== EXERCISE ==
In the article on the MEL toolkit webinar, which online tool did Bardie Barclay-Sutton lead with?

== READING TEXT ==
What’s in your MEL Toolkit?
Written by: Mathilde Wennevold
This article is based on our webinar
‘What’s in your MEL Toolkit,’
facilitated by Ellise Barkley with guests
Dr Jess Dart, Bardie Barclay-Sutton, and Jessica Suares.
Watch the full webinar here!
What’s the difference between evaluation that ticks a box and evaluation that changes lives?
It’s not just what you measure. It’s how you listen, who’s involved, and what you do with the insight. That’s what came through loud and clear in Clear Horizon’s recent Ripple Effect webinar, “What’s in Your MEL Toolkit?”
Three evaluation practitioners – Dr Jess Dart (the co-author of the MSC user guide), Jessica Suares, and Bardie Barclay-Sutton sat down with Ellise Barkley to open their toolkits and share what’s working for them in their work. What emerged was more than a list of methods: it was a snapshot of MEL at its most thoughtful, adaptive, and human. Here’s what we took away, and why it matters.
The process is the product
Too often, tools are framed as technical assets. However, some of the most powerful tools are process tools— the ones that shape who gets to speak, how decisions are made, and what’s valued along the way.
That’s why Bardie Barclay-Sutton led with a deceptively simple piece of tech: Miro. It’s an online whiteboard tool that you can use for co-design, participatory analysis, and collective sense-making, even across countries and time zones.
But it’s not about the tool. It’s what it makes possible.
“Miro lets you surface more voices – especially the quieter ones,” Bardie said.
“It enables collaboration that’s democratic, reflective, and visually rich.”
Sticky notes. Anonymous voting. Asynchronous commenting.
These small design features can completely shift group dynamics, giving people space to contribute without hierarchy or fear.
The message? If you care about equity, inclusion, and learning, your facilitation tools matter just as much as your data tools.
Bardie Barclay-Sutton, International Development Consultant
Jessica Suares, Social Impact Consultant
Design for inclusion from the start
Participation doesn’t happen by default. It has to be designed – deliberately, sensitively, and often with small behavioural nudges.
Jessica Suares, who works in place-based and social impact initiatives, reminded us that inclusive MEL starts in the room, whether it’s virtual or face-to-face.
“If you’re chairing a session and say, ‘Feel free to stretch,’ but don’t model it yourself, no one moves,” she said.
“As facilitators, we need to set the tone. Make space for difference. Create moments for people to have agency.”

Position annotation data
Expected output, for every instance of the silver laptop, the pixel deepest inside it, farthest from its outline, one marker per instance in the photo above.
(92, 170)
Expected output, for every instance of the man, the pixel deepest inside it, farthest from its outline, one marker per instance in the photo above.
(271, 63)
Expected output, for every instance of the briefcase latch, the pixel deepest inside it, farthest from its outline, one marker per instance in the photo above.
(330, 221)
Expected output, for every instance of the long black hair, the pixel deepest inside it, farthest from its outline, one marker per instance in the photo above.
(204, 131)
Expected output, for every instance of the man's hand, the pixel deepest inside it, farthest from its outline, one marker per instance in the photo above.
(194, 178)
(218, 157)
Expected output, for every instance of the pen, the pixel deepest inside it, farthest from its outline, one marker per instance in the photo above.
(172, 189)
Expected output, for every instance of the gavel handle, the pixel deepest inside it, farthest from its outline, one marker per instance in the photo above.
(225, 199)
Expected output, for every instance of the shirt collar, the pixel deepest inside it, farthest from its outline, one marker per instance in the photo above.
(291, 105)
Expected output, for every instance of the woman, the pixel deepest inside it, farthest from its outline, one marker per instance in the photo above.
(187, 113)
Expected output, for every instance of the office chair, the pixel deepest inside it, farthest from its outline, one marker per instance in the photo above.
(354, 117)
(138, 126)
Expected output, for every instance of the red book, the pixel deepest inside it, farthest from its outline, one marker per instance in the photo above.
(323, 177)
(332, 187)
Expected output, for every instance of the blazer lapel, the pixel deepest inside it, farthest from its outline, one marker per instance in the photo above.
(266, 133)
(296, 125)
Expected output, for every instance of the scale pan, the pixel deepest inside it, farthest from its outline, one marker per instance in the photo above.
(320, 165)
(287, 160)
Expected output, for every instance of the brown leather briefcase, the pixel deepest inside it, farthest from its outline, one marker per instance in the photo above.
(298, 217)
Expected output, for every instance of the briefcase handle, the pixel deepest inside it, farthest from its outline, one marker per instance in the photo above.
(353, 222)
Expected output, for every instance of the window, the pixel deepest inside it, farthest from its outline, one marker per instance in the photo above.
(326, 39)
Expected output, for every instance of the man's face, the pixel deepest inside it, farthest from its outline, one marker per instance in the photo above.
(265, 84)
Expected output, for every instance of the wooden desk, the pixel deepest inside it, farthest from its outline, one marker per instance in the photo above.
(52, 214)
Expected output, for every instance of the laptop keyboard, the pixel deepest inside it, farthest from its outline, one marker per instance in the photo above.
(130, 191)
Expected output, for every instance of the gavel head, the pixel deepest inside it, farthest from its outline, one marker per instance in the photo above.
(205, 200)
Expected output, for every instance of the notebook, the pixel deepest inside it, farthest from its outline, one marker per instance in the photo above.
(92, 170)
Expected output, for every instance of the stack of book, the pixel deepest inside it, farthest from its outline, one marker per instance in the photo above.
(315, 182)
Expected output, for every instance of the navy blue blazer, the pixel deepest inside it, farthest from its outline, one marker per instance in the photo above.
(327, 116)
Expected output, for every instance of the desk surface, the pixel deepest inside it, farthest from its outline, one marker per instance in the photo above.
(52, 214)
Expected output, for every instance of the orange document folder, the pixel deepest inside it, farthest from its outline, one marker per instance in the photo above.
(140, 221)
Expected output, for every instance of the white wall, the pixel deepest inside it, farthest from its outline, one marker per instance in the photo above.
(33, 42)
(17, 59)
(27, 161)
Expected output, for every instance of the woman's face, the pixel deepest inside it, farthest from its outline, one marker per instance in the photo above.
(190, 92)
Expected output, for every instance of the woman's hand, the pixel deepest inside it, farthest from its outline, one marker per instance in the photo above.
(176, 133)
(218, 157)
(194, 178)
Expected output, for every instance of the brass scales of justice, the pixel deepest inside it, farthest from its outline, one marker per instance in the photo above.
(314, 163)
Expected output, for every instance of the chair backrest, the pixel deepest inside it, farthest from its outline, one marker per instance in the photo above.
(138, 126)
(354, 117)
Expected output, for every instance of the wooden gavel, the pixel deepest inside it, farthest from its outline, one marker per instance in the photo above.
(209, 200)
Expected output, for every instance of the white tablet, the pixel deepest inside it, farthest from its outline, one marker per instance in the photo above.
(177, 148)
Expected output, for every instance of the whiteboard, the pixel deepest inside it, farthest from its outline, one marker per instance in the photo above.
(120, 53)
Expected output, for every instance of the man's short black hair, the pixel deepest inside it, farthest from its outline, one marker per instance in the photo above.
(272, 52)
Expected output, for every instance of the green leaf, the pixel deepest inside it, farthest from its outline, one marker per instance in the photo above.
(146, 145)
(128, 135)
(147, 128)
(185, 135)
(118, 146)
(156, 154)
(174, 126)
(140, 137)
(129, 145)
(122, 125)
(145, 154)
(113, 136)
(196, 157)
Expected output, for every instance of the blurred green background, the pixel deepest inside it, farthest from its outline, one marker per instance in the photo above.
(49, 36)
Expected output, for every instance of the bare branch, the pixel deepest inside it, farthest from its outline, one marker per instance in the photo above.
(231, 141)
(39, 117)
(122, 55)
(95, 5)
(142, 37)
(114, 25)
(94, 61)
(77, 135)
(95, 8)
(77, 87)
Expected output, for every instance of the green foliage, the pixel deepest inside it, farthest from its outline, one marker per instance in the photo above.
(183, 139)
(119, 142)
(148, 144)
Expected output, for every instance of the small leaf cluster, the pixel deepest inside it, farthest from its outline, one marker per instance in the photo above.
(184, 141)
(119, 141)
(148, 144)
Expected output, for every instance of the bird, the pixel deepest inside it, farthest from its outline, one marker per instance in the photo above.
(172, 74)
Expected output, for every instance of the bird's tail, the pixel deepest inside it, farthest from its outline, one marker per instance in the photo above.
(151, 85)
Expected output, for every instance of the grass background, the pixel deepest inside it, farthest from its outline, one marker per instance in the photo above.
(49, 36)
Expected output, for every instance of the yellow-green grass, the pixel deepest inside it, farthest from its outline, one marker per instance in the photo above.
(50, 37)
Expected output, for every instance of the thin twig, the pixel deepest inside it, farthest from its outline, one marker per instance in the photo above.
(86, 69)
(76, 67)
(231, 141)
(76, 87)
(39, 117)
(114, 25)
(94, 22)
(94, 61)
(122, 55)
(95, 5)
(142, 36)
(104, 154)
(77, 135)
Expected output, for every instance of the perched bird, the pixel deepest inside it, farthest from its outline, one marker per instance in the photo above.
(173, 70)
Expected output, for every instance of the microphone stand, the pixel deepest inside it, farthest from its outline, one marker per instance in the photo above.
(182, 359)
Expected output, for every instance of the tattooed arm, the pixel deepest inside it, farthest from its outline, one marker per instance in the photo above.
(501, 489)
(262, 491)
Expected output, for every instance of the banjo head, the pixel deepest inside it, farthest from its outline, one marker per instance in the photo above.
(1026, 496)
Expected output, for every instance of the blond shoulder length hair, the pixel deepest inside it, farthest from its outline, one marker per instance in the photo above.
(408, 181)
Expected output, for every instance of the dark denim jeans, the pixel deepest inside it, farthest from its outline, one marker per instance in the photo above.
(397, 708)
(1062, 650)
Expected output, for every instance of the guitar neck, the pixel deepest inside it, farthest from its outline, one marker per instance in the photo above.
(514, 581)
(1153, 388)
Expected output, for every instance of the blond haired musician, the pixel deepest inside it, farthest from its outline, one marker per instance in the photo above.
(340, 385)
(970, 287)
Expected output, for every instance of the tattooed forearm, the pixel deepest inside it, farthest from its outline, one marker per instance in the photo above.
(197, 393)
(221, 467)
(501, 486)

== TASK OUTPUT ==
Miro, an online whiteboard tool.